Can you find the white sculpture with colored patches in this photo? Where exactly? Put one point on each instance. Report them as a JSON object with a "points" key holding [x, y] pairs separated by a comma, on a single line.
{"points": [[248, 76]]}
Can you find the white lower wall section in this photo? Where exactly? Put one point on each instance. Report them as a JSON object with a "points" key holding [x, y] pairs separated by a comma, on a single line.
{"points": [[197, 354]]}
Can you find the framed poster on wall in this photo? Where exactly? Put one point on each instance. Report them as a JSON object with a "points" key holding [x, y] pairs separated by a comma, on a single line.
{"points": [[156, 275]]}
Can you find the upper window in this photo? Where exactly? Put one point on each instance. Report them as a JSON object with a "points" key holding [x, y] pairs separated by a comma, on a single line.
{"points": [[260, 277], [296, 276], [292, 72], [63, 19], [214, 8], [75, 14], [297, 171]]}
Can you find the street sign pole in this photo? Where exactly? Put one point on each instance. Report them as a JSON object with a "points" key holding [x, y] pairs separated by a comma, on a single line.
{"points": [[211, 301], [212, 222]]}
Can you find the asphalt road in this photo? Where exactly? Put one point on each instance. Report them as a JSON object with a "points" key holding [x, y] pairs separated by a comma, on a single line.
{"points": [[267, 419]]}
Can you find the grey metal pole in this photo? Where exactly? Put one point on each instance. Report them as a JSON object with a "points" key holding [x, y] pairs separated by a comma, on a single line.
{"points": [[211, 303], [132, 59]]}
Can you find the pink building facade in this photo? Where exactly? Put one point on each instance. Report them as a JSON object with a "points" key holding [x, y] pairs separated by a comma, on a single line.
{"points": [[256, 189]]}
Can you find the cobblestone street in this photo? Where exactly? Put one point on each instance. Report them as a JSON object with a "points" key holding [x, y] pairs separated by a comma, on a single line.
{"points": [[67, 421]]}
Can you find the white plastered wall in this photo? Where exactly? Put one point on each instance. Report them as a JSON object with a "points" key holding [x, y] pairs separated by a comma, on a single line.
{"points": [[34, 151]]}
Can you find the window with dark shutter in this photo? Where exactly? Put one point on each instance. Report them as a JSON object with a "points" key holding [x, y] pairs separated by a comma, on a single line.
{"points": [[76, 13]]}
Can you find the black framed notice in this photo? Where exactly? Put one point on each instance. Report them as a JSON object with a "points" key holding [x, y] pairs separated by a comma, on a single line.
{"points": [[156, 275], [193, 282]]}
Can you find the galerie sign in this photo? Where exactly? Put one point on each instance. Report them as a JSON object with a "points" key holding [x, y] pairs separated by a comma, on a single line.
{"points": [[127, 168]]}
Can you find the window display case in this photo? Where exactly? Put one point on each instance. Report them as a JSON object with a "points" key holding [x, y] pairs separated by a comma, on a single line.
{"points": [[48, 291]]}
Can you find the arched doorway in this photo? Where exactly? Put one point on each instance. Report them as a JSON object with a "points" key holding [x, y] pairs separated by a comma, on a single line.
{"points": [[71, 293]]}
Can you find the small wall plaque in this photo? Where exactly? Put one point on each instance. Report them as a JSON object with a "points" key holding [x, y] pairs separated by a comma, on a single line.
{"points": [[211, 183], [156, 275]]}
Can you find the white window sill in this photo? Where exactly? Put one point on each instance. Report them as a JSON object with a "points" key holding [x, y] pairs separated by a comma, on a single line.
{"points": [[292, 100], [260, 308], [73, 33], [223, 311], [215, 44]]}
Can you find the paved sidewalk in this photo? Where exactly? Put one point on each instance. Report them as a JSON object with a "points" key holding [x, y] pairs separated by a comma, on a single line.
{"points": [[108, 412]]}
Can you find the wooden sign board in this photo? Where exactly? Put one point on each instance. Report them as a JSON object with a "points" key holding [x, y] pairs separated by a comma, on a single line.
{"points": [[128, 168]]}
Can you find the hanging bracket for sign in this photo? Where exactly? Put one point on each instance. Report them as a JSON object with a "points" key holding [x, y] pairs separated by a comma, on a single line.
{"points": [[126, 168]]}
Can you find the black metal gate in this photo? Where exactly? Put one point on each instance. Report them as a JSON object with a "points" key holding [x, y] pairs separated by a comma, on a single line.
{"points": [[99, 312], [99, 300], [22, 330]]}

● ● ●

ZIEL DER AUFGABE:
Schreib alles von der Zeile mit „Can you find the hanging“ bis zum Ende der Einträge vollständig noch einmal ab, nicht nur die Antworten. Addiere dabei in den Antworten zu jeder Koordinate −67.

ANTWORT ZUR AUFGABE:
Can you find the hanging bracket for sign in this photo? Where exactly? Put one point on each instance. Report them as a JSON object with a "points" key holding [x, y] pairs separated by a comma, on a single line.
{"points": [[59, 101]]}
Can you find the black metal gate in this photo? Where exactly? Put one point on each instance. Report them as a JSON object with a "points" key holding [x, y] pairs separated by a comma, on a single line.
{"points": [[32, 245], [32, 233], [-45, 263]]}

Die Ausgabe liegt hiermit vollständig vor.